## Task inputs
□ □ □ □ □

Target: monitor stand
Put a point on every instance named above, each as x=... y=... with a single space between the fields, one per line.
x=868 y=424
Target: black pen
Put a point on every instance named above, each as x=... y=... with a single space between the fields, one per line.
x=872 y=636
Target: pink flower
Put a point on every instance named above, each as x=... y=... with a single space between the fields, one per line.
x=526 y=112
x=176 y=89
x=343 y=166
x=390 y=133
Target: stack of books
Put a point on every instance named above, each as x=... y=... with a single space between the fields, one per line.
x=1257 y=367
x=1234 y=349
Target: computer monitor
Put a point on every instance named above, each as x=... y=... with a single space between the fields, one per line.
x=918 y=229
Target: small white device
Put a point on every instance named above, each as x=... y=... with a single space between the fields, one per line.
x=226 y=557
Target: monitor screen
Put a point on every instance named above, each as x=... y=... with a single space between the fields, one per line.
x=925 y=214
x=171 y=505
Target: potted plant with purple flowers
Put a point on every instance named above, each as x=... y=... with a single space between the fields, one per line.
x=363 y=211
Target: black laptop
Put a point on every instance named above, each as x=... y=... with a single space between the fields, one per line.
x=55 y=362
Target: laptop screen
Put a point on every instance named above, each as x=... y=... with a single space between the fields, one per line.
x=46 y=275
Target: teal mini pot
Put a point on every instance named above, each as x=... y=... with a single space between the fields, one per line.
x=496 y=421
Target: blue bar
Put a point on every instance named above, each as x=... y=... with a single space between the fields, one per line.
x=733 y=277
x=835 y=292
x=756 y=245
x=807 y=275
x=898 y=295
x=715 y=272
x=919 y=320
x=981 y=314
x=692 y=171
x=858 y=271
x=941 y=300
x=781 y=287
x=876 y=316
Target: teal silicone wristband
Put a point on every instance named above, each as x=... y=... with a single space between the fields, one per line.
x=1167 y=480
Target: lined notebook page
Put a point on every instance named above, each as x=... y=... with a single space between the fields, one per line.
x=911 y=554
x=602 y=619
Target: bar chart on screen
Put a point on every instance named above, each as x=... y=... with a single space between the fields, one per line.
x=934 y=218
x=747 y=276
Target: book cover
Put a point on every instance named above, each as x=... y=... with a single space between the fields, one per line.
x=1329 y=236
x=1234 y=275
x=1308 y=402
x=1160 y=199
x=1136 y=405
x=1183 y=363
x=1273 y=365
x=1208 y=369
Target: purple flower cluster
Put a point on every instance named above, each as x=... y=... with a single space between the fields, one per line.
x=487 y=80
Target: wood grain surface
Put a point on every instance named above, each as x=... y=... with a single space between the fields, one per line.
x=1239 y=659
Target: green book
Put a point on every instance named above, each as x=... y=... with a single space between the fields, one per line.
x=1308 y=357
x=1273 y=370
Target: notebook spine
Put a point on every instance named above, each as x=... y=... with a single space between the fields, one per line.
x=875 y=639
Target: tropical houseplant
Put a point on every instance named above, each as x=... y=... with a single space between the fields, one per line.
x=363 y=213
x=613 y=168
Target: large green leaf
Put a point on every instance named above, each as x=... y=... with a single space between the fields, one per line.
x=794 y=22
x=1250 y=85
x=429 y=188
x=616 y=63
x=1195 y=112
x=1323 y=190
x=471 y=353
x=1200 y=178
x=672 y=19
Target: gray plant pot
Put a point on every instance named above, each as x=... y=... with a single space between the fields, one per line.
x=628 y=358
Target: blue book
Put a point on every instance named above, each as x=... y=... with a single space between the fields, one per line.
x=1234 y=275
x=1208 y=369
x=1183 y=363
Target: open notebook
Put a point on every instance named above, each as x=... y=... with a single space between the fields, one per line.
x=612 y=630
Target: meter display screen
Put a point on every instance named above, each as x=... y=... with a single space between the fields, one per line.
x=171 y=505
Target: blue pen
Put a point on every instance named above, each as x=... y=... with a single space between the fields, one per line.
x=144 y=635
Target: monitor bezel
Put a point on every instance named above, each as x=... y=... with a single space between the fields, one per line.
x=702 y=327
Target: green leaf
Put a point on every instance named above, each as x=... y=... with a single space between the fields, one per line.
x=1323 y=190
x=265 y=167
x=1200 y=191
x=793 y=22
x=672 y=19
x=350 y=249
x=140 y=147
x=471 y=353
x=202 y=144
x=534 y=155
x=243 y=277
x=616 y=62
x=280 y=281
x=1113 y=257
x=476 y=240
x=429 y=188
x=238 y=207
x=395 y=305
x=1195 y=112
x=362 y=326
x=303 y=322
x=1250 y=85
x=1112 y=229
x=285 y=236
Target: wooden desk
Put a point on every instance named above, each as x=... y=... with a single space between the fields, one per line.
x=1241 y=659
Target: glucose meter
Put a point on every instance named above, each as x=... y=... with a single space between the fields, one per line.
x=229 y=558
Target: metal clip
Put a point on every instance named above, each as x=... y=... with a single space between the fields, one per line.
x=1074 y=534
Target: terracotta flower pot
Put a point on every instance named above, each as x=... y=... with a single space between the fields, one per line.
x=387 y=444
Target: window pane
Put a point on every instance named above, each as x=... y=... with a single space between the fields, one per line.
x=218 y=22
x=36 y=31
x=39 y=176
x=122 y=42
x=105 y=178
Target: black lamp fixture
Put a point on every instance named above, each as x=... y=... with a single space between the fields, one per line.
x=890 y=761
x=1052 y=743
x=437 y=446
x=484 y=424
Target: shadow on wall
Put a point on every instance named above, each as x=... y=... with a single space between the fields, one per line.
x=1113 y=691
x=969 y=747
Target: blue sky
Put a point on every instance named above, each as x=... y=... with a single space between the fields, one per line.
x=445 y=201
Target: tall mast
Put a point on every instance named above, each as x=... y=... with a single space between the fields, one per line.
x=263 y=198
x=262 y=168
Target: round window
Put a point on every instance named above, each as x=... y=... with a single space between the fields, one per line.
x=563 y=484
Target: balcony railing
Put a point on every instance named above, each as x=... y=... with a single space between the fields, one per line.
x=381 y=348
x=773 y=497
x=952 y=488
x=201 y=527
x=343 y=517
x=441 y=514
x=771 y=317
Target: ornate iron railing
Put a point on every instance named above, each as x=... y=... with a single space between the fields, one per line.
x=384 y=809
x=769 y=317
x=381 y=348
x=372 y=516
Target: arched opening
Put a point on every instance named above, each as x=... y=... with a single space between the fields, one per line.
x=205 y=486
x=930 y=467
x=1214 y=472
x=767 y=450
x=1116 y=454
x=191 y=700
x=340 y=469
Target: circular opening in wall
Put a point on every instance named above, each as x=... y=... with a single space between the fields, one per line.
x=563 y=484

□ □ □ □ □

## The problem
Extract every line from the one with "Target: tall mast" down to the final line above, both included, exactly as written.

## Full solution
Target: tall mast
Put a point on every instance named above, each as x=... y=... with a single space between the fields, one per line.
x=263 y=198
x=262 y=168
Target: round window
Put a point on every instance named above, each as x=... y=... with a single space between the fields, one per line.
x=563 y=484
Target: balcony railing
Put a point on every instance named above, each as x=... y=... with a single space between the fields, one per line.
x=381 y=348
x=773 y=497
x=952 y=488
x=201 y=527
x=343 y=517
x=441 y=514
x=771 y=317
Target: ornate iron railing
Put a point on every instance named above, each as x=... y=... with a single space between the fields, one per line.
x=384 y=809
x=769 y=317
x=381 y=348
x=372 y=516
Target: arched opening
Put a point on every instance named above, each as x=... y=... with a single space between the fields, one per line.
x=205 y=486
x=930 y=467
x=1214 y=472
x=767 y=450
x=1116 y=454
x=191 y=700
x=340 y=469
Target: circular opening in wall
Put a point on every instance named above, each as x=... y=... with a single space between the fields, one per line.
x=563 y=484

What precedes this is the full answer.